***** Task inputs *****
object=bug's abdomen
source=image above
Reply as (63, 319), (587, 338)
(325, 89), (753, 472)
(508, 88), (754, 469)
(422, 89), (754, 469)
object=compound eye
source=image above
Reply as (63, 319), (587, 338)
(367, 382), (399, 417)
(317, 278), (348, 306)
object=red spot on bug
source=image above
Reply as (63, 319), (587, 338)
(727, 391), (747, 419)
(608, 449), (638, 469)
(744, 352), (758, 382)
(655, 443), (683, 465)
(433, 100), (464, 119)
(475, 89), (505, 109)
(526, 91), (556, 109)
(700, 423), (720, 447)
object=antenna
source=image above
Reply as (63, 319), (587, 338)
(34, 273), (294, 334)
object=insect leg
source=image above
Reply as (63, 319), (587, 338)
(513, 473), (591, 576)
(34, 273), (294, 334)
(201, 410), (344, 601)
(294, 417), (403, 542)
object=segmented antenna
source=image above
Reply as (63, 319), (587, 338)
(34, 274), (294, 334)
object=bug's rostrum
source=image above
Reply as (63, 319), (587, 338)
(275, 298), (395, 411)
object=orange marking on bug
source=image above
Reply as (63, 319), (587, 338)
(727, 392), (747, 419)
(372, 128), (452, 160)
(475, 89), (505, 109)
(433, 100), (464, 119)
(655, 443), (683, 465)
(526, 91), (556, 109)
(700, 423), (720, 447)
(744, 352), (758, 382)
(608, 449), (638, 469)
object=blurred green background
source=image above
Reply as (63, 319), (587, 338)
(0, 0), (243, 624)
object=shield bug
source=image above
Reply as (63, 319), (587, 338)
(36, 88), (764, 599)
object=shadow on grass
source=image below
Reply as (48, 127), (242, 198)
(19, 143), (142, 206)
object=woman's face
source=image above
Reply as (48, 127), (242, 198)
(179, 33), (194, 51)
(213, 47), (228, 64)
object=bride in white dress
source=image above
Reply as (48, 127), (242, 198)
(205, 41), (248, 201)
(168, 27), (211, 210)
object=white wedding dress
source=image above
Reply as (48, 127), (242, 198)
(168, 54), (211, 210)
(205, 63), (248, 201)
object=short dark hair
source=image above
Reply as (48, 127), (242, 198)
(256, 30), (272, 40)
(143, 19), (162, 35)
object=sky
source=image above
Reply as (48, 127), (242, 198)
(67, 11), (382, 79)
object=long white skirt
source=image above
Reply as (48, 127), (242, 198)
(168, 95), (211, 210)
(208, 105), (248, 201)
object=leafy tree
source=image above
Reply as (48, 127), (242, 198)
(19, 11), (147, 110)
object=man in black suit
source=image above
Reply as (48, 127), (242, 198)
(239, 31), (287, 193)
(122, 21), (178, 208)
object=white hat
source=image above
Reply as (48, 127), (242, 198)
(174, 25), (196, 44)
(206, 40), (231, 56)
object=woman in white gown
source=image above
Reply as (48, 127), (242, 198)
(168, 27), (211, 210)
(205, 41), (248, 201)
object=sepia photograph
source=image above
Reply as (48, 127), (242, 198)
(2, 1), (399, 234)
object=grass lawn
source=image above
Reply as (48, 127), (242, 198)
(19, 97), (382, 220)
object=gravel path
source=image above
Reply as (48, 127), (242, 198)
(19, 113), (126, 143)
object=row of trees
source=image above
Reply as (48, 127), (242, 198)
*****
Copy out every line of the listing above, keeping each character and line break the same.

object=bug's abdomen
source=image above
Reply as (63, 319), (587, 338)
(325, 89), (753, 472)
(508, 88), (754, 469)
(422, 89), (754, 469)
object=compound eye
source=image above
Reply as (63, 319), (587, 338)
(367, 382), (399, 417)
(317, 278), (348, 306)
object=red spot on bug
source=image above
Reply as (63, 319), (587, 338)
(727, 391), (747, 419)
(608, 449), (638, 469)
(744, 352), (758, 382)
(655, 443), (683, 465)
(433, 100), (464, 119)
(475, 89), (505, 109)
(526, 91), (556, 109)
(700, 423), (720, 447)
object=antenna
source=image above
Reply as (63, 319), (587, 338)
(34, 273), (294, 334)
object=insect leg
source=image above
Reply as (63, 319), (587, 338)
(513, 473), (591, 576)
(34, 273), (294, 334)
(201, 410), (344, 601)
(294, 417), (403, 542)
object=segmented antenna
source=image above
Reply as (63, 319), (587, 338)
(34, 274), (294, 334)
object=bug's rostrum
source=image above
Reply as (63, 319), (587, 338)
(275, 298), (395, 411)
object=orange marking on bug
source=image above
Reply as (63, 319), (587, 338)
(727, 392), (747, 419)
(372, 128), (452, 160)
(475, 89), (505, 109)
(433, 100), (464, 119)
(655, 443), (683, 465)
(526, 91), (556, 109)
(700, 423), (720, 447)
(744, 352), (758, 382)
(608, 449), (638, 469)
object=blurred green background
source=image above
Reply as (63, 319), (587, 338)
(0, 0), (243, 624)
object=shield bug
source=image above
Reply as (63, 319), (587, 338)
(36, 88), (764, 599)
object=shadow on grass
source=image below
Reply as (48, 127), (242, 198)
(19, 143), (142, 206)
object=woman's face
source=image above
Reply as (48, 127), (242, 198)
(179, 33), (194, 51)
(213, 47), (228, 64)
object=bride in white dress
source=image above
Reply as (48, 127), (242, 198)
(205, 41), (248, 201)
(168, 27), (211, 210)
object=white wedding dress
source=image above
Reply as (48, 127), (242, 198)
(168, 54), (211, 210)
(205, 63), (248, 201)
object=short dark hair
source=image above
Reply as (48, 127), (242, 198)
(256, 30), (272, 40)
(143, 19), (162, 35)
object=sky
source=image above
Reply as (48, 127), (242, 198)
(67, 11), (382, 79)
object=long white skirt
source=image above
Reply as (48, 127), (242, 198)
(168, 95), (211, 210)
(208, 105), (248, 201)
object=leafy tree
source=image above
Reply as (48, 127), (242, 198)
(19, 11), (147, 110)
object=man in black suit
source=image above
Reply as (48, 127), (242, 198)
(239, 31), (287, 193)
(122, 21), (178, 208)
object=white hat
source=image above
Reply as (48, 127), (242, 198)
(174, 25), (196, 44)
(206, 40), (231, 56)
object=woman in white gown
source=image above
Reply as (48, 127), (242, 198)
(168, 27), (211, 210)
(205, 41), (248, 201)
object=sepia photograph
source=image above
Reply as (48, 127), (242, 198)
(2, 1), (399, 234)
object=grass lawn
source=image above
Reply as (48, 127), (242, 198)
(19, 97), (382, 220)
object=gravel path
source=image above
Reply as (48, 127), (242, 198)
(19, 113), (126, 143)
object=row of trees
source=image above
Reply as (48, 127), (242, 198)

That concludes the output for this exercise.